▸ **TASK TO CARRY OUT**:
Update all of the lines below so that each "Annotate" becomes "Mark", with nothing else changed. Leave the pictures out of your answer.

▸ **EXCERPTED RECORDS**:
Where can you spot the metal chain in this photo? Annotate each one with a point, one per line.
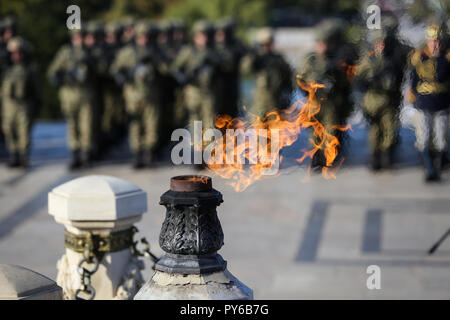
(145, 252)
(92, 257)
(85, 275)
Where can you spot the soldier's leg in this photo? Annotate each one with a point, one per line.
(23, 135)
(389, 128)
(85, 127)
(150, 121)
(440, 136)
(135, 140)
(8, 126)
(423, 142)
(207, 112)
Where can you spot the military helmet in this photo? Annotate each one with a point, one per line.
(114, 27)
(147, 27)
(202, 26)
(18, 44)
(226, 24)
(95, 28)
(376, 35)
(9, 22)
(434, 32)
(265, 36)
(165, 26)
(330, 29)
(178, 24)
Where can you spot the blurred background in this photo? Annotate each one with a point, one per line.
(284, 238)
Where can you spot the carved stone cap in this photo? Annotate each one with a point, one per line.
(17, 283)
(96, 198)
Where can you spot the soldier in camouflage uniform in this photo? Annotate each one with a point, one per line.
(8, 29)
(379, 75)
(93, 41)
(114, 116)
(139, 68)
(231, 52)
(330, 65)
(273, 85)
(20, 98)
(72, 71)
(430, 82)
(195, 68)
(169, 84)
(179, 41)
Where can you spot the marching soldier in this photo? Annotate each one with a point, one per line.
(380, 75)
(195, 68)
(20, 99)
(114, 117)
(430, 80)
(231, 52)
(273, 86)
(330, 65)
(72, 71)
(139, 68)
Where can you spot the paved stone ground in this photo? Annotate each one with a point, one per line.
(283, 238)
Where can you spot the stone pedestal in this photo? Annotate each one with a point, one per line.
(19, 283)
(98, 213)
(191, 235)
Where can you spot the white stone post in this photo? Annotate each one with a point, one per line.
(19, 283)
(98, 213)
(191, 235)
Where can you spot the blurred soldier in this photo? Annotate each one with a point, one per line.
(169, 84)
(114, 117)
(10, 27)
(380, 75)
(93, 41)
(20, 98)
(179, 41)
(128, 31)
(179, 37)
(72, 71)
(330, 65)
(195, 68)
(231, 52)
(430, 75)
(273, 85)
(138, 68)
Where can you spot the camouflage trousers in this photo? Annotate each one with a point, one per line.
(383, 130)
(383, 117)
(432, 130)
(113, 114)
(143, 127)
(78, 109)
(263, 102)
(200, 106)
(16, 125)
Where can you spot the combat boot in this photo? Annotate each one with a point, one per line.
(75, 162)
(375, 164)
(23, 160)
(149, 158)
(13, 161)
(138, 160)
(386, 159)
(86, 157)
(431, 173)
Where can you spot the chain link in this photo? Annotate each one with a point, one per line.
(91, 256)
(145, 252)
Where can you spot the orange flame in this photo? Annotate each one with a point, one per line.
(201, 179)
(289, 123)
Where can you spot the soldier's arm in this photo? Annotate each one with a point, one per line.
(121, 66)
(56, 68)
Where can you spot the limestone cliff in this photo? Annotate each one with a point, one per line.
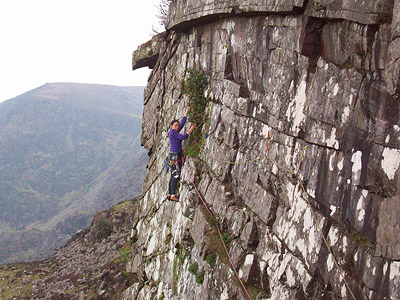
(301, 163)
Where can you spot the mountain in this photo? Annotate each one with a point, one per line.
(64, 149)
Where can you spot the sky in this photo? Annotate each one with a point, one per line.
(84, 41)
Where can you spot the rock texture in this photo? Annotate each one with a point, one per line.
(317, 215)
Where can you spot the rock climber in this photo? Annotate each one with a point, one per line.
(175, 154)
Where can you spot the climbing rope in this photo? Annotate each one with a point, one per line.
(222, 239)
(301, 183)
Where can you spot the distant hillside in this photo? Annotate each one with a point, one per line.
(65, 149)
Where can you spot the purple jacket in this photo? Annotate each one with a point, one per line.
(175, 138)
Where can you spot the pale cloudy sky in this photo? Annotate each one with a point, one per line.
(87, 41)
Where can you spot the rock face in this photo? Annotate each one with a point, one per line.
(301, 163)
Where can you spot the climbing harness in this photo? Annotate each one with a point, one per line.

▸ **RESULT**:
Where can you spot the metal chain in this photo? Mark each one with a point, one per line.
(145, 252)
(92, 257)
(85, 275)
Where can you spot the soldier's leg in this photo? Mark each one with a point, one per line.
(23, 135)
(389, 128)
(85, 127)
(150, 121)
(440, 136)
(135, 140)
(8, 126)
(423, 142)
(207, 112)
Where can you spot the military helmet in this photo? Mark each one with a point, one per line.
(114, 27)
(147, 27)
(202, 26)
(18, 44)
(226, 24)
(95, 28)
(376, 35)
(9, 22)
(434, 32)
(265, 36)
(165, 26)
(330, 29)
(178, 24)
Where can you spot the blurred background in this photo? Mark each one with a point, one per line.
(284, 238)
Where can you spot the carved stone cap in this photo? Mark each one with a point, one per line.
(17, 283)
(96, 198)
Where can you spot the soldier in camouflage uniform in this photo? Mark each one with a point, one per line.
(8, 29)
(379, 75)
(93, 41)
(114, 116)
(139, 68)
(231, 52)
(330, 65)
(273, 85)
(20, 98)
(72, 71)
(430, 82)
(195, 68)
(169, 84)
(179, 41)
Where can you spot the marching soldier in this photo? Mark each one with a point, one per line.
(380, 75)
(195, 68)
(20, 99)
(114, 117)
(430, 80)
(231, 52)
(273, 86)
(330, 65)
(72, 71)
(139, 68)
Where can you spot the paved stone ground in this photo? Mark each one with a point, one per line.
(283, 238)
Where can you spot the stone pedestal in this photo? Mark each one with a point, one per line.
(19, 283)
(98, 213)
(191, 235)
Where can you spot the white stone post in this photo? Mark each one with a point, one per line.
(19, 283)
(98, 213)
(191, 235)
Where can you spot the blurred soldier in this photo? Mark each one with a point, one per line.
(169, 84)
(114, 117)
(10, 27)
(380, 75)
(93, 41)
(20, 98)
(179, 41)
(128, 31)
(179, 37)
(72, 71)
(330, 65)
(195, 68)
(231, 52)
(430, 75)
(273, 85)
(138, 68)
Where can you spot the camouflage trousers in this photo? Mark each one with a point, one per line.
(383, 130)
(383, 117)
(432, 130)
(113, 114)
(143, 127)
(78, 109)
(263, 102)
(200, 106)
(16, 125)
Where can you spot the combat boot in this photo? Mark each one with a point, one per line.
(75, 162)
(375, 164)
(23, 160)
(149, 158)
(13, 161)
(138, 160)
(386, 159)
(86, 157)
(431, 173)
Where can you spot the chain link in this photo? Mark each one with a point, one per line.
(91, 256)
(145, 252)
Where can you spot the orange flame in this photo? Mark each one with a point, one per line.
(201, 179)
(289, 123)
Where can you spot the soldier's arm in this photo? Mark each one with a point, one per line.
(121, 66)
(56, 68)
Where can you spot the limestone cliff in this photo? Mark each one with a point, one per line.
(301, 163)
Where can you spot the mountain in this photo? Mark each one with a point, one per line.
(64, 149)
Where can you spot the sky in this photo? Mark each one with a point, one per line.
(84, 41)
Where can you spot the rock texture in this photo? Mark each one with a point, one per line.
(317, 215)
Where can you spot the rock climber in this photo? Mark each one with a point, one per line.
(175, 154)
Where can you spot the climbing rope in this photo? Mark each one with a point, one per line.
(222, 239)
(301, 183)
Where can you spot the distant hillside in this photo? Mark each one with a point, one per line.
(65, 149)
Where can you spot the purple jacket in this photo? Mark each one with a point, one per line.
(175, 138)
Where can you spot the pale cloudy sky in this photo? Mark each one with a point, one per line.
(87, 41)
Where can you spot the rock face in this photo? Mark each one with a point, one per line.
(301, 163)
Where can you spot the climbing harness in this photo? Mark each one with a point, one per line.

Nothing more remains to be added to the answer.